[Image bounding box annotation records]
------------------------

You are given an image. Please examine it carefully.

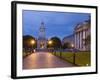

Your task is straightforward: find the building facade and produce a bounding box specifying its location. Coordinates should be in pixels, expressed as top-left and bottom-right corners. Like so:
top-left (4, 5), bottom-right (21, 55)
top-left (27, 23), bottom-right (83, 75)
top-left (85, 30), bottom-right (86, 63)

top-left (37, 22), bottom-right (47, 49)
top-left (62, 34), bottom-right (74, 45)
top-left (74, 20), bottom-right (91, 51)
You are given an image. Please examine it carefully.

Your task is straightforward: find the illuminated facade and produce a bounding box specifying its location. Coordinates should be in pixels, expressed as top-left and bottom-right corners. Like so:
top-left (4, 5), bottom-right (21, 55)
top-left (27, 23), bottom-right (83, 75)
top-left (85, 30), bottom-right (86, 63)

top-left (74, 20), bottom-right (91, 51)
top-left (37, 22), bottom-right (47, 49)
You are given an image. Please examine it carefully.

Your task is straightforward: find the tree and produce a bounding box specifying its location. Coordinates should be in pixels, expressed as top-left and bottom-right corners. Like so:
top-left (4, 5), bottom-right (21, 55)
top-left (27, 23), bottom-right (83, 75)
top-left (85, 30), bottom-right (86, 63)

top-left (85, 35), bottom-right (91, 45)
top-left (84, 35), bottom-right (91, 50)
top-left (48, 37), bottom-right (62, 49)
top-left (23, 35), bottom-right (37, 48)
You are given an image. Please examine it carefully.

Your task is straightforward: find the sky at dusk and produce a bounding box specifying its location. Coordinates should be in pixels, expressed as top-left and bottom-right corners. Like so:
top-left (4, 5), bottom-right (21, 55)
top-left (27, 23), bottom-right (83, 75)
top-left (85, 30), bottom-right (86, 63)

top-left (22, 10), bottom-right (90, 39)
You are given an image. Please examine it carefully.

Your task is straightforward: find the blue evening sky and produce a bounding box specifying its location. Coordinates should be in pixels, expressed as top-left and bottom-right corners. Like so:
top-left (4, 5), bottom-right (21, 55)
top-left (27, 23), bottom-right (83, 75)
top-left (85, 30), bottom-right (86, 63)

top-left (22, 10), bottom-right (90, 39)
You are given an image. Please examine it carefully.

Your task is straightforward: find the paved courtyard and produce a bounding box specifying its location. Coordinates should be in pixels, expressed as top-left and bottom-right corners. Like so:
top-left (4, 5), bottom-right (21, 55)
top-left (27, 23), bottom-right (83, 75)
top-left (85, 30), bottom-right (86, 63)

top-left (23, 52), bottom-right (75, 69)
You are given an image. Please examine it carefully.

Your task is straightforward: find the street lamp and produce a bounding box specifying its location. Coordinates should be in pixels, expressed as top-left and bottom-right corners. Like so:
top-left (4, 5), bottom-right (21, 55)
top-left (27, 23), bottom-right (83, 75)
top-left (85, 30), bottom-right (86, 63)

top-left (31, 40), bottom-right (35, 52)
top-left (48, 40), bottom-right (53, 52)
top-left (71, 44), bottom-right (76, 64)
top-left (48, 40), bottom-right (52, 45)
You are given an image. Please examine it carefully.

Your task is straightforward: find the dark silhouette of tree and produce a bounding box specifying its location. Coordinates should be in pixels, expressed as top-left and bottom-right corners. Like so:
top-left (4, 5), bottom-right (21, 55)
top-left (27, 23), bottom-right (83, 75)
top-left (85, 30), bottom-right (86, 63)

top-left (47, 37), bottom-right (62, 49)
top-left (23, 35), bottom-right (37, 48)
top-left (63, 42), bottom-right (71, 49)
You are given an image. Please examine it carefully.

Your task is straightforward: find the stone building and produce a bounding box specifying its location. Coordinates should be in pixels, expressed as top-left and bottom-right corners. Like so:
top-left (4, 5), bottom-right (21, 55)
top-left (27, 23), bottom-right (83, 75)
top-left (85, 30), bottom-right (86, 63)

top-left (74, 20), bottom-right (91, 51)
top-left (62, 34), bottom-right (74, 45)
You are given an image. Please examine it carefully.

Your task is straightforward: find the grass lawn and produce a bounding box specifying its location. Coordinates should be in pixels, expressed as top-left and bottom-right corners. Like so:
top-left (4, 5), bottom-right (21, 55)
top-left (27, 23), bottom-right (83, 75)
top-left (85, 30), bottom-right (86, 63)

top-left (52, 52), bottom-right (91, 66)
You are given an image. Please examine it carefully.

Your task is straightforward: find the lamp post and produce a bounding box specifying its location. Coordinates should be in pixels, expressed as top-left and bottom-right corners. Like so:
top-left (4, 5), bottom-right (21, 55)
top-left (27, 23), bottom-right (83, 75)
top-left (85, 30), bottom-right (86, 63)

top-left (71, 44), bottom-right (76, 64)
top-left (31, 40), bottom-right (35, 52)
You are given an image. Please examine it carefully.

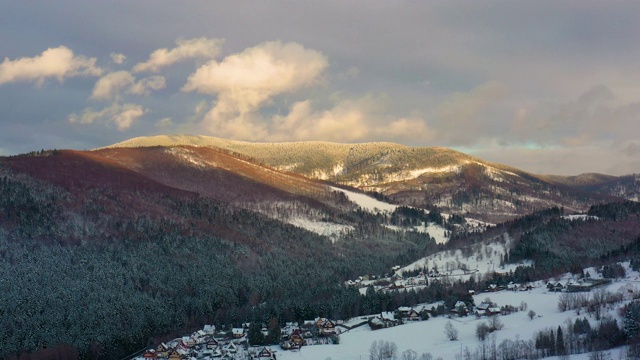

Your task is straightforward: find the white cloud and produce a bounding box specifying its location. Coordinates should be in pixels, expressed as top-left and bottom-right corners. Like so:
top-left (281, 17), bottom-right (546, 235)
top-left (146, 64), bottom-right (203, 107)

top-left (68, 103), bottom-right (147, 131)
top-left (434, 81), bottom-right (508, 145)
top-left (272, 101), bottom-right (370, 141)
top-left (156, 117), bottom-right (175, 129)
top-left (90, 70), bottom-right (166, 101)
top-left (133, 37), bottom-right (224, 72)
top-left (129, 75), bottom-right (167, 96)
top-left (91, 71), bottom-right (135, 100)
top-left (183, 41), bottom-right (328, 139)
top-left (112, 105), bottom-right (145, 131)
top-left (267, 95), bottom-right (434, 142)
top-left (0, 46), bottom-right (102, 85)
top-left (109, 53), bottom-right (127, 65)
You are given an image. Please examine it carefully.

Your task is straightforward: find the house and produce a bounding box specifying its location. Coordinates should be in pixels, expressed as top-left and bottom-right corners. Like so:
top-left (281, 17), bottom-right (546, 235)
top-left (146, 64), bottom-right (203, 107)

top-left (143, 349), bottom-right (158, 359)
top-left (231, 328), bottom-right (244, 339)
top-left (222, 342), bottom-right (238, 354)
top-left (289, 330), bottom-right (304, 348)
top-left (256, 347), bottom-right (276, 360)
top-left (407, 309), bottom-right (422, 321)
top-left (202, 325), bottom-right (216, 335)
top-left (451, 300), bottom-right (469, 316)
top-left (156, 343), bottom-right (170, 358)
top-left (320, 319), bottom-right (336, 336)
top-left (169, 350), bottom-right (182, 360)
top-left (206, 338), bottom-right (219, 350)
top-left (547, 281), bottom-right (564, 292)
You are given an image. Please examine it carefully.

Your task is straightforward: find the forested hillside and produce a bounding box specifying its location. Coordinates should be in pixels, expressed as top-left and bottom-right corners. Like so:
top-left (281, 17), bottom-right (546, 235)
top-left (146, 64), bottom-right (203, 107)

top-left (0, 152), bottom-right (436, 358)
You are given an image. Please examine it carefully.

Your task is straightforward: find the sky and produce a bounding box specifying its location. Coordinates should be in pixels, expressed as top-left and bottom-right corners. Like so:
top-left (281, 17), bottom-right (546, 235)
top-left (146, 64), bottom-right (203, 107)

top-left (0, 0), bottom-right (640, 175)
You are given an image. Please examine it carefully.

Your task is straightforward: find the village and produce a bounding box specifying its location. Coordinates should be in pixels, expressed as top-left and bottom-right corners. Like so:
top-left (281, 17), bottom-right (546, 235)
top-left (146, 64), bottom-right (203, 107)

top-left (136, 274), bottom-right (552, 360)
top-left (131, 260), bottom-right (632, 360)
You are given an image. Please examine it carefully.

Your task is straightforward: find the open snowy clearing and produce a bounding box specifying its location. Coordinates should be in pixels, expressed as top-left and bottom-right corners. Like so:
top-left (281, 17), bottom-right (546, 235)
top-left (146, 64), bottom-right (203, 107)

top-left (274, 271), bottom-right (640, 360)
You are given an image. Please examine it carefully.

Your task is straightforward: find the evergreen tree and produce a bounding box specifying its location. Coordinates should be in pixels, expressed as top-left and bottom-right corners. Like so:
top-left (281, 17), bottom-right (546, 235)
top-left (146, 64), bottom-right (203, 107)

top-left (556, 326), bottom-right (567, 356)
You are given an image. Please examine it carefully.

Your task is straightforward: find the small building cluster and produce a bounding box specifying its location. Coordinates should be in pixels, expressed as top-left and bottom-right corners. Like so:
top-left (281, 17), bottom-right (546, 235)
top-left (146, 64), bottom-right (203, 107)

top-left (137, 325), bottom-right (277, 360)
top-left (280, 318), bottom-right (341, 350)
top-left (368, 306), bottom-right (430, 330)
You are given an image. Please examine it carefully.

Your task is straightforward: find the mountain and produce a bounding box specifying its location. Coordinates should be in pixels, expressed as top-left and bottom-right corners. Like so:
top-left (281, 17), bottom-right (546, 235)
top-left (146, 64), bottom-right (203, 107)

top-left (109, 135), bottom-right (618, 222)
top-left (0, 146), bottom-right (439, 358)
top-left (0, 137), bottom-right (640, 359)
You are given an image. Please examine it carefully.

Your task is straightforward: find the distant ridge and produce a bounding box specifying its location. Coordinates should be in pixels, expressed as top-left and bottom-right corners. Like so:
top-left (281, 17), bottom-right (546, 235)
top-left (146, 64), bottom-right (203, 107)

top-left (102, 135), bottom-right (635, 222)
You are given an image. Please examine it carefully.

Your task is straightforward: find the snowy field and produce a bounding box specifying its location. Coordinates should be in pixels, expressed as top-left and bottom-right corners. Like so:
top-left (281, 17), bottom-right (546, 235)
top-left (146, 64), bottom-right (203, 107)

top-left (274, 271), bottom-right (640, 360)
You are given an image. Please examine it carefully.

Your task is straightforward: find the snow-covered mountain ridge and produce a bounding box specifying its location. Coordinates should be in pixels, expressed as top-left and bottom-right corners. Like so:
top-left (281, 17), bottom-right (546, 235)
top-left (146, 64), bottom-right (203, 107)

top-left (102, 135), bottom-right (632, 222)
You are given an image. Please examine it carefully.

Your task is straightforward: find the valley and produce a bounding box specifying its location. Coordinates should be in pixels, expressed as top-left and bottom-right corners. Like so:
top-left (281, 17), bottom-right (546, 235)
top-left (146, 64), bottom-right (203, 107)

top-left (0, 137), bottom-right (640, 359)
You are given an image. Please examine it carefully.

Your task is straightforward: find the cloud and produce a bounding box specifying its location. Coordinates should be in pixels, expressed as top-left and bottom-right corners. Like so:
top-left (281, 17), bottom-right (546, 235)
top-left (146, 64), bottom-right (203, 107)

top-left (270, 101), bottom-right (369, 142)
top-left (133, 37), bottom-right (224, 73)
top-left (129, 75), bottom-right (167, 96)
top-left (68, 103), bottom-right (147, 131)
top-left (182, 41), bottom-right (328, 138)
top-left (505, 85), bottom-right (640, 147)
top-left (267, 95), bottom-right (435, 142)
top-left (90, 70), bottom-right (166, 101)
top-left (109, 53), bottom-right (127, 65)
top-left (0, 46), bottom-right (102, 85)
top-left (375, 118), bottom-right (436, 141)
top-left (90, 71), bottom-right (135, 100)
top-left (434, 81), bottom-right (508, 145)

------------------------

Your objective »
Count how many of the lines above contain the word "snowy", matching case exactly. Reply with the number alone.

Written solution »
2